WHAT THE TASK REQUIRES:
Print, exactly and completely, every entry in the data.

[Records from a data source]
━━━━━━━━━━━━━━━━

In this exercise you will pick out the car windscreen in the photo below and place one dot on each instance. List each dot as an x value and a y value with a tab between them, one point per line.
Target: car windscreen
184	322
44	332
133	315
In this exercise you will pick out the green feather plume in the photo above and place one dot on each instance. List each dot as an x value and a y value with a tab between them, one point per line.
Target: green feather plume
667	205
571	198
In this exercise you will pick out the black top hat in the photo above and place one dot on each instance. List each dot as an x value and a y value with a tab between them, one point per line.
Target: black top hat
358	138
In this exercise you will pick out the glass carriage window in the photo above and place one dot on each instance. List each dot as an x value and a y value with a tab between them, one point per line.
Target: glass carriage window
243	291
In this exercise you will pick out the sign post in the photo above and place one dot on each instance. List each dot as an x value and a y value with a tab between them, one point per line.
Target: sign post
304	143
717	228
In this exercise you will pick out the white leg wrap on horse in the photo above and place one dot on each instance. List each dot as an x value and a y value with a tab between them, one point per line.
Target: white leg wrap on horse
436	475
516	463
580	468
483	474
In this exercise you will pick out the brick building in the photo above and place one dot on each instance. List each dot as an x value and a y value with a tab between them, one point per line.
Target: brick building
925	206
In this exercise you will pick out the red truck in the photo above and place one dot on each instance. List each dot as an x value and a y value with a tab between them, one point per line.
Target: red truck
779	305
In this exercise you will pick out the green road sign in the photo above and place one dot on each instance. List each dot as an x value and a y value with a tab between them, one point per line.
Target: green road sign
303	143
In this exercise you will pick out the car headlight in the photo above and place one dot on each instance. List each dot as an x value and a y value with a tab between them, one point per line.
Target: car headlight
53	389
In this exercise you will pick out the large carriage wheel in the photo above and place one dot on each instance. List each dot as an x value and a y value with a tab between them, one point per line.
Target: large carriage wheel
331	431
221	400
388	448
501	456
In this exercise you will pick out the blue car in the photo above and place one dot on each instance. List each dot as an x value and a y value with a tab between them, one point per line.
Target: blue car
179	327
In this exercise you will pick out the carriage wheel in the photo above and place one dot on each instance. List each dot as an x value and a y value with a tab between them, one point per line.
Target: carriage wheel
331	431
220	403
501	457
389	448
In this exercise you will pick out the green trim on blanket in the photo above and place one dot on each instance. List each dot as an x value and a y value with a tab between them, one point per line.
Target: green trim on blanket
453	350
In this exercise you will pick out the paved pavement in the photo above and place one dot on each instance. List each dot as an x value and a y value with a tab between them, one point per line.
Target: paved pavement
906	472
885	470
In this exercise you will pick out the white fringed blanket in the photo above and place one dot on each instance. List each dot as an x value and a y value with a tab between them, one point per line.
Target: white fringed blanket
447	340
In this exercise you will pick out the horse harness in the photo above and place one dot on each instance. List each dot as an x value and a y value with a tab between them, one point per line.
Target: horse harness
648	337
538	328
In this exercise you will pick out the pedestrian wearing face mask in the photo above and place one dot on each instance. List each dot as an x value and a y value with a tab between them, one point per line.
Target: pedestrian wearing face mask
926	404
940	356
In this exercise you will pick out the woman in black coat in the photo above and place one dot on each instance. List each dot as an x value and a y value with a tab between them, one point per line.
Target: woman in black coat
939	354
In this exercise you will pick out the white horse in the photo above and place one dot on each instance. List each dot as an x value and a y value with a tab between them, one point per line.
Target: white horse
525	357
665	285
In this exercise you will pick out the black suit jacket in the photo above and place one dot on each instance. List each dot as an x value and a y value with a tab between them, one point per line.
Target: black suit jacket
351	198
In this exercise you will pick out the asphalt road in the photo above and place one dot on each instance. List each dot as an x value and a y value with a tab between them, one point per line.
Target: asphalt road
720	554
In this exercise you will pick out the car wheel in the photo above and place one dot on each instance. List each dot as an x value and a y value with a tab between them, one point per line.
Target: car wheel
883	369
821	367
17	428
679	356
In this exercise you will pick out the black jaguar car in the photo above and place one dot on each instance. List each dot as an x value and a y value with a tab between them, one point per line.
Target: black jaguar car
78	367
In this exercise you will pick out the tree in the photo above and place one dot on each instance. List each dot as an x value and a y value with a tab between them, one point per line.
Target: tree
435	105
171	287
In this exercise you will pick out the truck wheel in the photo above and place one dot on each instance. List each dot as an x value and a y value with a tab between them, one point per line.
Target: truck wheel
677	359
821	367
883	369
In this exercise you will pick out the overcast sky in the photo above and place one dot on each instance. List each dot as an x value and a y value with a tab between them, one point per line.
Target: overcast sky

━━━━━━━━━━━━━━━━

WORKED SOLUTION:
In this exercise you will pick out the car windscreen in the photo below and place one dot on each instance. List each dot as an x value and a y value with a tab between them, one point per line.
Target: car windscreen
184	322
44	332
133	315
In this exercise you will pick out the green feather plume in the photo above and place one dot on each instance. List each dot as an x value and a y value with a tab between them, one point per line.
Target: green feather plume
667	205
571	198
In this exercise you will pick out the black top hat in the photo above and place one dot on each instance. List each dot as an x value and a y value with a tab between them, one point per line.
Target: black top hat
358	138
In this exercise you will pick out the glass carriage window in the photo above and place one dot on each instance. List each dot as an x value and a y value with a tab between them, one point per line.
Target: glass carriage window
243	291
In this exercise you will pick out the sign post in the photo above and place one dot on each instance. List each dot as an x value and a y value with a tab between them, one point per line.
Target: sign post
304	143
717	228
In this exercise you will pick out the white leg wrap on horse in the photo above and place one dot on each instance. List each dot as an x value and a y value with a tab between them, one point per line.
Target: white leg wrap on horse
436	475
516	463
580	468
483	474
In this exercise you will pick out the brick building in the photo above and place one dot on each instance. List each dot as an x value and a y value with a tab between them, one point per line.
Target: brick building
925	206
In this exercise you will pick out the red truck in the photo above and place one dot on each instance. List each dot as an x value and a y value with a tab between them, one point per line.
Target: red truck
779	305
In this exercise you will pick out the green road sign in the photo above and place one dot on each instance. List each dot as an x value and a y value with a tab between them, one point per line.
Target: green road sign
303	143
In this exercise you will pick out the car headlight in the photo above and place one dot on each instance. List each dot as an x value and a y value with a tab between them, one point per line.
Target: car headlight
53	389
In this exercise you will pick out the large carriage wheel in the photo above and place one dot on each instance. List each dot as an x value and a y value with a tab between them, one point per line.
Target: large carriage wheel
331	431
221	400
388	448
501	456
In this exercise you will pick out the blue car in the photo above and place one dot on each instance. List each dot as an x value and a y value with a tab between them, one point per line.
Target: blue car
179	327
In this exercise you will pick out the carriage wheel in the photo above and place one dot on each instance. List each dot as an x value and a y value with a tab between them, one point per line.
Target: carriage wheel
331	431
220	403
501	457
389	448
In this exercise you will pick out the green trim on blanket in the photo above and place one dot on each instance. List each dot as an x value and a y value with a tab between them, one point per line.
Target: green trim on blanket
453	350
In this exercise you will pick out the paved pavement in the photo above and place one dot on each instance. List each dot as an x value and a y value with a tab between them, one point per line.
Target: paved pavement
906	472
885	470
In this exercise you will pick out the white fringed blanket in the photo above and place one dot on each instance. List each dot as an x value and a y value with a tab between them, one point per line.
Target: white fringed blanket
447	340
In this exercise you will pick out the horse harness in the photo above and place one dot on each instance. List each dot as an x value and a y value with a tab between them, one point per line.
Target: horse harness
648	337
538	328
In this exercise you will pick out the pedestrian wearing face mask in the photo above and place one dot on each instance. List each dot as an x value and a y value with a tab between them, one point per line.
Target: pedestrian wearing face mask
926	404
940	356
In this exercise you will pick out the woman in black coat in the photo above and place one dot on each instance. List each dot as an x value and a y value with a tab between them, one point per line.
Target: woman in black coat
939	354
In this exercise you will pick out the white horse in the photo above and place one dot on each instance. List each dot as an x value and a y value with a tab between them, one point per line.
Target: white horse
525	357
665	285
In this exercise you will pick out the black suit jacket in the photo above and place one dot on each instance. List each dot as an x value and a y value with a tab between them, one point per line.
Target: black suit jacket
351	198
In this exercise you will pick out the asphalt road in the photo above and place one dot on each instance. List each dot as an x value and a y value with a tab between them, one point per line.
Target: asphalt road
720	554
In this exercise you will pick out the car wheel in the photo above and place one dot on each instance. List each dot as an x value and a y value with a tab between them, one point per line.
Target: car wheel
883	369
821	367
17	428
679	356
In this exercise you will pick out the black jaguar car in the photo above and place one dot on each instance. List each dot as an x value and a y value with a tab between them, one point per line.
Target: black jaguar car
78	367
In this exercise you will pick out the tree in the photo above and place one dot on each instance. List each dot as an x value and a y value with a tab between them, one point per line.
Target: tree
435	105
171	287
In this exercise you will pick out the truck wheel in the photo above and place one dot on each instance. List each dot as an x value and a y value with a tab between them, one point per line.
Target: truck wheel
677	359
821	367
883	369
In this exercise you will pick out the overcast sky in the photo above and place one dot on each instance. List each dot as an x value and a y value with a tab between them, one point per line.
Target: overcast sky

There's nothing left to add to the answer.